## What the task asks
Rename "shelf-audit tool" to "stock-check tool" in the rows from the line with "Put a marker on every instance of the exposed" up to and including the line with "[(32, 582)]". Give back only those lines, with nothing else changed.

-- START Records shown --

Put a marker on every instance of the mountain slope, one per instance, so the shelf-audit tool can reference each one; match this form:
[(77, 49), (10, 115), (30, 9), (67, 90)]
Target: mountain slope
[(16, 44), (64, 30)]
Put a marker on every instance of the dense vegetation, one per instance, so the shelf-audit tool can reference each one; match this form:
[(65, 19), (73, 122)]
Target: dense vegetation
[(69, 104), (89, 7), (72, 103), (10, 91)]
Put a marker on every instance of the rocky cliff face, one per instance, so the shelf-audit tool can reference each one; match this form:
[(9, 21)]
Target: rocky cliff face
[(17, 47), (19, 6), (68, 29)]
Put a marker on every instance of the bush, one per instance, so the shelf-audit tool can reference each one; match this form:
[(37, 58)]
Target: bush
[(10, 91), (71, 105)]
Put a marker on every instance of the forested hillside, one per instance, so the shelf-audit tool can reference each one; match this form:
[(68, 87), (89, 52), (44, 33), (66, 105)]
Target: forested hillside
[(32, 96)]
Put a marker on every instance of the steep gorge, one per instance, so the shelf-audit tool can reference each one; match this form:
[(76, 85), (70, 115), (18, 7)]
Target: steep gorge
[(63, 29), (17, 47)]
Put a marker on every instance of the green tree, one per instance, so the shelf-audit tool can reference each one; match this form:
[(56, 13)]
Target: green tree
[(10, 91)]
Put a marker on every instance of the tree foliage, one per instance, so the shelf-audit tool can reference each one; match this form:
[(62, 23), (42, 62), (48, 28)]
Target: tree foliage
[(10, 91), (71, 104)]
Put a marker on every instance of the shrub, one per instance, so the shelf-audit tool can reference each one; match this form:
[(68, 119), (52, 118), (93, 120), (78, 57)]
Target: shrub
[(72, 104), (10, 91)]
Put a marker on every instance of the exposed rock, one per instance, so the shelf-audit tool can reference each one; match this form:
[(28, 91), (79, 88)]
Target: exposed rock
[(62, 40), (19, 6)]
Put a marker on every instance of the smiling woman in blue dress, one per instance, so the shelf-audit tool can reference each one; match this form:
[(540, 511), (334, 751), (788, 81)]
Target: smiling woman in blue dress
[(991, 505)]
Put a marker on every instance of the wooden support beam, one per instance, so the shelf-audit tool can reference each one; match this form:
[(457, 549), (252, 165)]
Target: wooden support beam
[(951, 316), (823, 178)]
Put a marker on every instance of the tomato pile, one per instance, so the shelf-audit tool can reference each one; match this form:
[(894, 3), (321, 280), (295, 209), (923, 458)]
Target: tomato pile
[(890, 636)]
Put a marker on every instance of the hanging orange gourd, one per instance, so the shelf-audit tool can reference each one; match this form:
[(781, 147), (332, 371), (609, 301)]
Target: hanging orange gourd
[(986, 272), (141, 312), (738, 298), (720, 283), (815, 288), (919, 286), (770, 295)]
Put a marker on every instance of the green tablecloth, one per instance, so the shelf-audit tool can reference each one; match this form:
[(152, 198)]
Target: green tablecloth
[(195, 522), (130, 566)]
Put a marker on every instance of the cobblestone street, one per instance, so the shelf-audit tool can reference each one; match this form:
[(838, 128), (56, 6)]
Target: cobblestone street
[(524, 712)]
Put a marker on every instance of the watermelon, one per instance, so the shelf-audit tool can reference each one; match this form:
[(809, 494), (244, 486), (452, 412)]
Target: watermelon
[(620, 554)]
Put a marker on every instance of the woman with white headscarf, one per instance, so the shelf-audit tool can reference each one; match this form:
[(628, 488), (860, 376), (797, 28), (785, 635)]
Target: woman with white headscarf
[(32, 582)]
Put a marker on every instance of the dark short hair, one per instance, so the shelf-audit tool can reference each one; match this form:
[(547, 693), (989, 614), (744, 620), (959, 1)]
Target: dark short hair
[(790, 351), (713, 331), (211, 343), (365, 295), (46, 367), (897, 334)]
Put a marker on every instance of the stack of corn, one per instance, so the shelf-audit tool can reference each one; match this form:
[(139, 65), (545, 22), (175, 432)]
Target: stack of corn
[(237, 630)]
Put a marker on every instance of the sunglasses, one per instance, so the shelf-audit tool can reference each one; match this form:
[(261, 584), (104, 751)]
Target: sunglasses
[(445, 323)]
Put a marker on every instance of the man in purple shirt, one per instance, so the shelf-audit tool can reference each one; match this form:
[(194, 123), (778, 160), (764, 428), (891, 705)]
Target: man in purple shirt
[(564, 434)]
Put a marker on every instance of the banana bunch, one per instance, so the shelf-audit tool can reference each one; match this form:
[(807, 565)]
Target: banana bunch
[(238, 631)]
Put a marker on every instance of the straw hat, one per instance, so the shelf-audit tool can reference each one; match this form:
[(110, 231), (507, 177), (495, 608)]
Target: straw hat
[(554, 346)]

-- END Records shown --

## Final result
Put a marker on every instance of the exposed rock, one per instance, so the stock-check tool can reference each one; match this form:
[(28, 91), (79, 88)]
Target: exposed rock
[(62, 40), (19, 6)]
Put a marker on every instance of the smiling woman in blue dress, one per instance, so the stock-check tool can reference each one; match this form:
[(540, 511), (334, 751), (788, 81)]
Target: smiling woman in blue dress
[(991, 505)]
Put a marker on every instance of the wooden support beam, one per instance, so the stock-check tool can reference each one; match this form:
[(457, 549), (252, 165)]
Target: wooden support beam
[(951, 316), (823, 178)]
Put a marker on every instance of the tomato pile, one per instance, so the stock-check tool can reference each one; match this form:
[(894, 3), (321, 280), (295, 209), (923, 458)]
Target: tomato pile
[(890, 636)]
Put a marker on every instance of the hanging orange gourd, one per instance, so the stock-check tool can reference each one; match this form:
[(781, 147), (332, 371), (609, 301)]
Target: hanging orange gourd
[(986, 272), (141, 312), (738, 298), (720, 283), (815, 288), (919, 286), (770, 295)]
Put a marker on every instance of the green tablecloth, one per instance, so the stock-check tool can reference each one; match this form:
[(152, 198)]
Target: green tablecloth
[(195, 522), (130, 566)]
Put a marker on every instance of the cobblestone street, one per instance, so the stock-check tool can reference each one; match this form:
[(838, 128), (56, 6)]
Target: cobblestone street
[(524, 712)]
Put a marker on every instance of the watermelon, one per instance, so the stock-check tool can reference each one; match this form:
[(809, 494), (244, 486), (452, 412)]
Target: watermelon
[(620, 554)]
Put a marker on every instance of the woman with white headscarf, one per instance, so the stock-check tool can reference each one; match this form:
[(628, 488), (860, 376), (797, 28), (785, 635)]
Target: woman with white headscarf
[(32, 582)]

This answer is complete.